На фоне русской лингвокультуры в чешской языковой картине мира тоска предстает как более личностное чувство. Это проявляется в многообразии лексических средств, обозначающих тоску (см. чешск. stesk, tisen, tesknota, touha), каждое из которых акцентирует внимание на том или ином аспекте переживания данной эмоции, а также в специфической синтагматике глагола styskat se, который является безличным, употребляется только в дативных конструкциях (типа Styska se mi po tobe), маркирующих спонтанность наступления тоски. Польская тоска на фоне русской и чешской лингвокультур занимает промежуточное положение. В отличие от чешского языка эмоция тоски передается в польском языке лишь одной лексемой tesknota. Однако более личностный характер тоски в польской лингвокультуре в отличие от русской проявляется в том, что польск. tesknota может сопровождаться различными видами направленной на себя агрессии, которая позволяет избавиться от тоски.

Ряд эмоций с «этической» составляющей, такие, как досада, обида, зависть, ревность, чешск. litost, обладают свойством стереоскопичности (термин Анны А. Зализняк). Стереоскопичность эмоции означает, что человек переживает ее до тех пор, пока в его сознании одновременно существуют два различных – и противоречащих друг другу – взгляда на вещи. Как только один из этих взглядов пропадает, то пропадает стереоскопичность и эмоция исчезает. Каждая из перечисленных эмоций – это по сути целый сценарий, динамика которого предполагает несколько стадий: от жалости или сожаления до агрессии по отношению к объекту, вызывавшему данную эмоцию (см. таблицу 7).

====================

_Что сделать_:
1. Ответьте по тексту об эмоциях на три вопроса:
(a) Сколькими лексемами передается эмоция тоски в польском языке?
(b) Чей термин «стереоскопичность»?
(c) В каких конструкциях употребляется глагол styskat se?
2. Перескажите, пожалуйста, текст об эмоциях в двух предложениях.
3. Подхватите текст об эмоциях и продолжите его с того места, где он заканчивается.
Следующий далее список с текстом об эмоциях не связан.

====================

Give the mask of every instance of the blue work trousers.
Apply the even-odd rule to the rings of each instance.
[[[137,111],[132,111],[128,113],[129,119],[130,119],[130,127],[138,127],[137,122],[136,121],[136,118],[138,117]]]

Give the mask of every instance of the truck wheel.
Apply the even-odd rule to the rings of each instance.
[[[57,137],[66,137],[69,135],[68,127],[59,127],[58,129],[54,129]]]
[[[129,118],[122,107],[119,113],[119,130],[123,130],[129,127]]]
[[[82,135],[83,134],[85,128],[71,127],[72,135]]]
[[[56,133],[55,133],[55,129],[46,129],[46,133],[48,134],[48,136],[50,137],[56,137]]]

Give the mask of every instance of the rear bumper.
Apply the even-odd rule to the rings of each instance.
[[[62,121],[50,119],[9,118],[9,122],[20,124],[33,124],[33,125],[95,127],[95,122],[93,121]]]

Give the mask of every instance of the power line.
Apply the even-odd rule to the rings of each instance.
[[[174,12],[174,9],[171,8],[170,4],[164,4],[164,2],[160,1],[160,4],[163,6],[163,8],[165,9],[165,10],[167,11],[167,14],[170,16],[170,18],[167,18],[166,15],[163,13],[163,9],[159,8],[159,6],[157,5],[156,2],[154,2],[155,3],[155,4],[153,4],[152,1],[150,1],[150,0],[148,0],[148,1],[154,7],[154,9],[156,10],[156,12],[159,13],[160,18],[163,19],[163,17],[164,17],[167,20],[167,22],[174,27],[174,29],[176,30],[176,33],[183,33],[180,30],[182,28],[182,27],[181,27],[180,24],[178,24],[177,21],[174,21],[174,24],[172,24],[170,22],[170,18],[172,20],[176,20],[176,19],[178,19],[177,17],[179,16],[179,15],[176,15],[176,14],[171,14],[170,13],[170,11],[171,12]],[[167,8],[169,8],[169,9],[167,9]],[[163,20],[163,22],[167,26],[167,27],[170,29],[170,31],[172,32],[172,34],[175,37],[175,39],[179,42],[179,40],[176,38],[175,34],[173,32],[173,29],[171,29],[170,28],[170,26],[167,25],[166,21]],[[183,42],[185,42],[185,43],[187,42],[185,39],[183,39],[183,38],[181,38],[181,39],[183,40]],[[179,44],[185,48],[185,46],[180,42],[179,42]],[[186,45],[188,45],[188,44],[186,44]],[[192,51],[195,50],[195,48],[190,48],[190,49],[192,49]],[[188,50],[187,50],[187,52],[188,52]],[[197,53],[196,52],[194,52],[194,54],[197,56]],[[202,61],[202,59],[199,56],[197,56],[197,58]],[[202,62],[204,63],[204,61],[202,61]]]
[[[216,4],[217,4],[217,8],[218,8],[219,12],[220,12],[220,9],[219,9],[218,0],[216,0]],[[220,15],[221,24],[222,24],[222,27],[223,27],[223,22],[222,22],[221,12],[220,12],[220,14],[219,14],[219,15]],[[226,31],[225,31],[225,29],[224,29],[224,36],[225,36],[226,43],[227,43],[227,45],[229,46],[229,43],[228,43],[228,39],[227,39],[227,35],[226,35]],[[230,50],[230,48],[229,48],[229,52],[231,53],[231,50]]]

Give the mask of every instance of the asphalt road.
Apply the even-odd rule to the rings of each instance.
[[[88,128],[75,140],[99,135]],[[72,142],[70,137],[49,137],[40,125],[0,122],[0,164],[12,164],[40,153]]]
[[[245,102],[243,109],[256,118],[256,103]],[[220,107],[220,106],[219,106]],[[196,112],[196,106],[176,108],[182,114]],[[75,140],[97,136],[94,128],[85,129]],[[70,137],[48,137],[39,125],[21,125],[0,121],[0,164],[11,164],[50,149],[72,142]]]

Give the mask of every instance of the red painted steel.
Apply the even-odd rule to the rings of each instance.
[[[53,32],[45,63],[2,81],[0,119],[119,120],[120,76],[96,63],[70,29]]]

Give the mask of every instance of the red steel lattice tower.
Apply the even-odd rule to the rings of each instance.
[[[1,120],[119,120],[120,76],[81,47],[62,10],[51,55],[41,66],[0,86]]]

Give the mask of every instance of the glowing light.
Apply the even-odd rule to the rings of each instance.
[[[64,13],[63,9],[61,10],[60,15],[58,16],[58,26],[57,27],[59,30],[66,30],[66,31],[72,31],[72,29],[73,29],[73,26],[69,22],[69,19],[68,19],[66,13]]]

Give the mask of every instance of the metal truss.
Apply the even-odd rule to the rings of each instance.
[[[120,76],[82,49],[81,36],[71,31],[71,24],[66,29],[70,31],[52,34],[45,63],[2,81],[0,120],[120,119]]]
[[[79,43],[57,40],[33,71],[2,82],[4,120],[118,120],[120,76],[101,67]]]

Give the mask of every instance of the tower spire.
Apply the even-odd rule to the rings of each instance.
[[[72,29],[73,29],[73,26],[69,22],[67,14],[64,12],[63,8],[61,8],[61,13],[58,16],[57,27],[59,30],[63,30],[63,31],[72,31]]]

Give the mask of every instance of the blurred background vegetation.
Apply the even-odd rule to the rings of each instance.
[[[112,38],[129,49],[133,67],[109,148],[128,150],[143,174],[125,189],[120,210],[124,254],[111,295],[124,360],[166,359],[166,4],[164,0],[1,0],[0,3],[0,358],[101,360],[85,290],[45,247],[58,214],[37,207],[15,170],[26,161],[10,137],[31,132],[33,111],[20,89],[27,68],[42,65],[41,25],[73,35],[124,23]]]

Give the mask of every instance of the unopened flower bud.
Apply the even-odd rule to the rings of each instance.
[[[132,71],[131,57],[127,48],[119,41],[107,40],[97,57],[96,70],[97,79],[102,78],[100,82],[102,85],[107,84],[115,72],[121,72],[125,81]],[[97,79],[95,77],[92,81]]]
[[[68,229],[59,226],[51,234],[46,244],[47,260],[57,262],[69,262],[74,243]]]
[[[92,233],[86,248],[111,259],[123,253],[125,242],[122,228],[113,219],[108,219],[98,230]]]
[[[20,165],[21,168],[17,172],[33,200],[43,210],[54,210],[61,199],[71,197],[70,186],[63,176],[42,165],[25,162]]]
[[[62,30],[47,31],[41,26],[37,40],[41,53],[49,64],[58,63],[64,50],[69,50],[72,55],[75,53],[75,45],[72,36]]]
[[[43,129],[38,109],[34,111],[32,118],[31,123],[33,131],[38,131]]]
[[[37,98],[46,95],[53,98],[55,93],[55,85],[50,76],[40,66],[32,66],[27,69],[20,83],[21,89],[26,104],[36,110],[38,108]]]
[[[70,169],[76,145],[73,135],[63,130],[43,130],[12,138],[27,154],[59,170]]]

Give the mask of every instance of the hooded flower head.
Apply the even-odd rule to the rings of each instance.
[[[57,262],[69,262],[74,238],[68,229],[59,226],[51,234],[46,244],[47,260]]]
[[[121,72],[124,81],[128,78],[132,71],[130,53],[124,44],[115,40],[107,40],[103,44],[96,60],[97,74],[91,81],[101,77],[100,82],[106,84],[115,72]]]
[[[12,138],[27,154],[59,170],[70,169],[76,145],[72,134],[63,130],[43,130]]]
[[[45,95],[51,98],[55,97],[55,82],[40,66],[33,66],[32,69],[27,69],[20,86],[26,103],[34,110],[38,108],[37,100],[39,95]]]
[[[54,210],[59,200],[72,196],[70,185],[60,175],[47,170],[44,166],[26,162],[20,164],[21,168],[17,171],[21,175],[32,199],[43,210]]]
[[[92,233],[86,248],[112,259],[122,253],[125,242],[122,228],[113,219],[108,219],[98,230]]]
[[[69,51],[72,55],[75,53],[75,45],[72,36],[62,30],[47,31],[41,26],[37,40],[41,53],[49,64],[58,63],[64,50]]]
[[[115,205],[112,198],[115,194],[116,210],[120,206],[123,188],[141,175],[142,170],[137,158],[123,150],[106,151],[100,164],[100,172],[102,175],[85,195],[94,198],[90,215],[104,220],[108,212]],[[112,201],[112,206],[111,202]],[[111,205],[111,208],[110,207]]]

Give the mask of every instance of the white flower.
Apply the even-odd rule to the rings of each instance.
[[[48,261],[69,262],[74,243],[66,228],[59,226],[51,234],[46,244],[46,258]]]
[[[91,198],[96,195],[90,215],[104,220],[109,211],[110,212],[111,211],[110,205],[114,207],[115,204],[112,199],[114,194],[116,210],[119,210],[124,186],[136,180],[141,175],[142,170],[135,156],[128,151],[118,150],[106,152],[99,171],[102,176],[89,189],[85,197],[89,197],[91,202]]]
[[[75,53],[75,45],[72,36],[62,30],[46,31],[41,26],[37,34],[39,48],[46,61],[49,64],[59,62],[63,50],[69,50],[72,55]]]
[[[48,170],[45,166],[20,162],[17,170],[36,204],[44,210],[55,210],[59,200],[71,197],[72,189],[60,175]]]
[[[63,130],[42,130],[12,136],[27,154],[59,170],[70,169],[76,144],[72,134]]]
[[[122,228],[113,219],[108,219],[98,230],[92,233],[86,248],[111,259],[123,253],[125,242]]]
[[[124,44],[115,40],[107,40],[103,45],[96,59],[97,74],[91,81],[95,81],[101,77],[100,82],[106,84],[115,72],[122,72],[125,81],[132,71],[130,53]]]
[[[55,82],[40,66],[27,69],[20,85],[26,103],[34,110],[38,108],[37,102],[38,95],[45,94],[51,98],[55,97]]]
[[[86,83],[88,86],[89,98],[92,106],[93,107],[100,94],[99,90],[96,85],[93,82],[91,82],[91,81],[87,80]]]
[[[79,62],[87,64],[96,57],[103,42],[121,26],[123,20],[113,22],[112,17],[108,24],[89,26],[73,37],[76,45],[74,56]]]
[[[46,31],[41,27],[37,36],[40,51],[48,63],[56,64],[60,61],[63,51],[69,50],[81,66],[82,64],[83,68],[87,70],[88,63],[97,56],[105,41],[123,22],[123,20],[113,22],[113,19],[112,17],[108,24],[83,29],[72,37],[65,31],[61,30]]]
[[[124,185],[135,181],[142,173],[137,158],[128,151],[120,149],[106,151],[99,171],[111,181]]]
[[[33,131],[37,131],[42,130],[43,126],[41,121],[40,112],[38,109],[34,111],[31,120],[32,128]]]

====================

_Ответы к упражнению_:
1.
(a) Одной лексемой, tesknota.
(b) Анны А. Зализняк.
(c) Только в дативных конструкциях (типа Styska se mi po tobe).

2. В чешской языковой картине мира тоска предстает более личностным чувством, чем в русской, что видно по многообразию ее обозначений и по безличному глаголу styskat se, а польская тоска, передаваемая одной лексемой tesknota, занимает промежуточное положение. Ряд эмоций с «этической» составляющей, таких как досада, обида, зависть и ревность, обладает стереоскопичностью: человек переживает такую эмоцию, пока в его сознании одновременно существуют два противоречащих взгляда, и она исчезает, как только один из них пропадает.

3.
Русский концепт «ДОСАДА» лингвоспецифичен на фоне польской и чешской лингвокультур. Эмоция досады возникает, когда с человеком произошло нечто неприятное и в его мыслях появляется ясное осознание как отрицательной, так и положительной альтернатив развития событий. Объектом сожаления в ситуации досады является невозможность изменить обстоятельства. Это бессилие рождает ту или иную форму агрессии. Польские и чешские переводчики, передавая ситуацию досады, как правило, описывают лишь эту агрессию, оставляя за скобками причины, которыми она вызвана.

Обида в русской языковой картине мира двунаправлена: это и внутреннее переживание, и гневная апелляция к обидчику. Таким образом, русская языковая личность, пережив обиду, так или иначе нацелена на переоценку своих отношений в обществе. В польской и чешской языковых картинах мира эта эмоция «прорисована» очень тщательно. Обе лингвокультуры стремятся акцентировать различные аспекты обиды в соответствующих лексических парадигмах (см. польск. uraza, obraza, krzywda, zal, pretensja; чешск. urazka, krivda). При этом в чешской лингвокультуре акцент делается именно на том личностном ущербе, которое нанесла человеку обида. Польская лингвокультура занимает промежуточное положение, сближаясь с чешской переживанием личностного ущерба, несправедливости и жалости к себе, а с русской – агрессивной реакцией на обиду, выражаемой лексемой pretensja.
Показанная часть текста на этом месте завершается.